• Extrait à lire:
########################################

Charles Frederick Worth

Charles Frederick Worth, né le à Bourne (Lincolnshire, Royaume-Uni) et mort le à Paris (France), couturier français d'origine britannique[1], est « un des fondateurs de la haute couture Parisienne »[2] et de la Maison Worth. C'est lui qui crée le principe de la maison de couture.

Biographie

Des débuts modestes

Worth nait en Angleterre le 13 octobre 1825 dans une famille de condition modeste. Jeune homme, il est apprenti et employé chez deux marchands de textile à Londres. Il y acquiert une connaissance approfondie des tissus et des besoins des couturiers. Il visite souvent la National Gallery et d'autres expositions, et y étudie les portraits historiques. On retrouvera dans ses créations ultérieures des éléments inspirés de ces portraits[3].

Installation à Paris et premiers modèles

Maison Worth, 7 rue de la Paix (Paris).

Worth s'installe à Paris en 1845, où il trouve du travail chez Gagelin (neveu à la mode de Bretagne du mari de Mme Eloffe), maison importante de vente de textiles, de châles et de vêtements prêts à porter. Il en devient le principal vendeur et finit par ouvrir une division couture : c'est son premier travail de couturier professionnel. Ses modèles exposés aux expositions universelles de Londres en 1851 et de Paris en 1855 sont récompensés par des prix qui contribuent à la réputation de Gagelin, mais attirent aussi l'attention sur Worth lui-même. Il peut ainsi fonder sa propre firme en 1858 au 7 rue de la Paix, avec un associé, Otto Bobergh[3].

Sa conception de la création de mode est différente de celle existante jusqu'alors : il crée le principe de la maison de couture. Avant Worth, le couturier répond aux commandes de la clientèle ; le client demande, le couturier exécute : c’est un artisan. Worth crée des modèles inédits, selon son inspiration, mettant son sens artistique en avant : c'est un artiste. Il lance ses propres collections, dont les modèles sont faits à l'avance, et sont présentés dans des salons luxueux, en un seul exemplaire. Le rôle de la cliente est limité au choix des couleurs et du type de tissus, Worth a une autonomie dans la création. Les collections changent régulièrement, ouvrant le cycle de la mode (collection printemps-été, automne-hiver)[4].

########################################

• Données enregistrées:
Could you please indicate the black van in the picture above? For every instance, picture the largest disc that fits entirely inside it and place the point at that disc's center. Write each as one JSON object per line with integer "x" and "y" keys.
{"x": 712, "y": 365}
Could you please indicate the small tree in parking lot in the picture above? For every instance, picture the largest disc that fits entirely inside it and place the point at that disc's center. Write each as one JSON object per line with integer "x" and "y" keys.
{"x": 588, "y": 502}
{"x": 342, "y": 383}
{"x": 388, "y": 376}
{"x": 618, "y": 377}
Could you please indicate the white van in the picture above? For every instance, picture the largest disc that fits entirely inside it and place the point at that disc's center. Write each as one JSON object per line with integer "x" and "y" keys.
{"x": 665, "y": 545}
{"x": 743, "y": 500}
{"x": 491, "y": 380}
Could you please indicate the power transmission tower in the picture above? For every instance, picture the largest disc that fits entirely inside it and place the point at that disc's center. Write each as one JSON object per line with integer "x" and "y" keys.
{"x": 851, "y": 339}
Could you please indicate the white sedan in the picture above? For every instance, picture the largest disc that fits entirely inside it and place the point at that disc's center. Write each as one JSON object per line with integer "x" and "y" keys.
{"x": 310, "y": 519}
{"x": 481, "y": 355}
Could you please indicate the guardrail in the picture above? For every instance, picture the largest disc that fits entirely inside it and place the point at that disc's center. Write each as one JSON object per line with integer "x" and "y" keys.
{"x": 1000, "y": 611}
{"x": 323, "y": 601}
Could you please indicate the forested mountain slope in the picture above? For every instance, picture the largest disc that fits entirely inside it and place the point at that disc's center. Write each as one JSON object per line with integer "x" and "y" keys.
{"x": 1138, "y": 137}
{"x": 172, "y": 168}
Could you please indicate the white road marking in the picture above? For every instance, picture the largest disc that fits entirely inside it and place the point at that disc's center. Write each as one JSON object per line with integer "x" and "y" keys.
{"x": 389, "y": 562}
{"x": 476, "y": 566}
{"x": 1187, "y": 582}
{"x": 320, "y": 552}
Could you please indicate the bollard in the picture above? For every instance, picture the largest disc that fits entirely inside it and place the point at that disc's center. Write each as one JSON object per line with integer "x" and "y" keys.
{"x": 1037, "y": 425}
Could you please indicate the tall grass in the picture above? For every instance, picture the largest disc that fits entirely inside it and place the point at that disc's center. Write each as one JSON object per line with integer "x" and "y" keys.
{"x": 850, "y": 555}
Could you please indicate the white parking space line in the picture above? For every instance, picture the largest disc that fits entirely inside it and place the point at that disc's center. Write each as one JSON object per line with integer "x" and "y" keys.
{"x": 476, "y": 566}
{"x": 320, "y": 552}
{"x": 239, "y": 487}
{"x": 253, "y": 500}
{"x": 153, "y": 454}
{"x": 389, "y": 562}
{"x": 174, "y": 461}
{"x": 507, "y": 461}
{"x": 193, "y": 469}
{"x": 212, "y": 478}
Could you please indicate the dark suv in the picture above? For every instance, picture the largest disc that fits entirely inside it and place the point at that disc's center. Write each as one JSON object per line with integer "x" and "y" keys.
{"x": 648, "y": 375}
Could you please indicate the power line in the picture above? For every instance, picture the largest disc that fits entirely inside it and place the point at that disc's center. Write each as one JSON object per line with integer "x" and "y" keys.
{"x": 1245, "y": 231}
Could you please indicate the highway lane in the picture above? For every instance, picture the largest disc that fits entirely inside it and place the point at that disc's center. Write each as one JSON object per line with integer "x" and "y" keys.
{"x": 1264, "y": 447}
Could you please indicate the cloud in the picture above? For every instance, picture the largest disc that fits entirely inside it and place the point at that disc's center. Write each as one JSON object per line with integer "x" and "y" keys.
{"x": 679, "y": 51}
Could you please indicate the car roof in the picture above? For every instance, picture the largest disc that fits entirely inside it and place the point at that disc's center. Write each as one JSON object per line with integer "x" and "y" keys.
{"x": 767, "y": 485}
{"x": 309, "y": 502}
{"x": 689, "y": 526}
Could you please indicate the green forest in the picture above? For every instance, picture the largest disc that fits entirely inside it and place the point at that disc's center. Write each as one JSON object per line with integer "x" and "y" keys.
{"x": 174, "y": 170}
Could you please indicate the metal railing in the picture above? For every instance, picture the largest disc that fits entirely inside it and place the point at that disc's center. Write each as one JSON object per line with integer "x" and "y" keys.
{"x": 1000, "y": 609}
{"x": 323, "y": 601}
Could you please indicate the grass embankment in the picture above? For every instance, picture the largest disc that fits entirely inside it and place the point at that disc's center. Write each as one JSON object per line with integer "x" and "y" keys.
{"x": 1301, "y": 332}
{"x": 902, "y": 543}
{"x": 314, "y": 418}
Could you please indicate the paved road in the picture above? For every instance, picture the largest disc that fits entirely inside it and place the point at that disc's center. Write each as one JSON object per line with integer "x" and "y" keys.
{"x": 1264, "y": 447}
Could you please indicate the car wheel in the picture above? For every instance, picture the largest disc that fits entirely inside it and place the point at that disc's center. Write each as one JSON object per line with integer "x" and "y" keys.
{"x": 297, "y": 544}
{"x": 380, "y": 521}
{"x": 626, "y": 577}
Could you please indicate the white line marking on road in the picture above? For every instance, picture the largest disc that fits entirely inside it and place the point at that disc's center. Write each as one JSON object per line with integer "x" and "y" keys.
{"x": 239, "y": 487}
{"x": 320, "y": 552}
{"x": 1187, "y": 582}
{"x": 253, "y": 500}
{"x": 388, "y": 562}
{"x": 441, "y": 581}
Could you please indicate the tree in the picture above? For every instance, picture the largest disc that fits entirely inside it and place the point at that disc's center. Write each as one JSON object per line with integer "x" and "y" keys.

########################################

• Série d'exercices:
**1)** Dans l'extrait sur Charles Frederick Worth, recopiez le passage entre "Worth s'installe à" et "associé, Otto Bobergh[3].", inclus, en remplaçant "vendeur" par "commis".
**2)** D'après l'extrait sur Charles Frederick Worth, avec quel associé Worth fonde-t-il sa propre firme en 1858 ?

• Corrigés dans l'ordre:
**1)**
Worth s'installe à Paris en 1845, où il trouve du travail chez Gagelin (neveu à la mode de Bretagne du mari de Mme Eloffe), maison importante de vente de textiles, de châles et de vêtements prêts à porter. Il en devient le principal commis et finit par ouvrir une division couture : c'est son premier travail de couturier professionnel. Ses modèles exposés aux expositions universelles de Londres en 1851 et de Paris en 1855 sont récompensés par des prix qui contribuent à la réputation de Gagelin, mais attirent aussi l'attention sur Worth lui-même. Il peut ainsi fonder sa propre firme en 1858 au 7 rue de la Paix, avec un associé, Otto Bobergh[3].

**2)** Avec Otto Bobergh.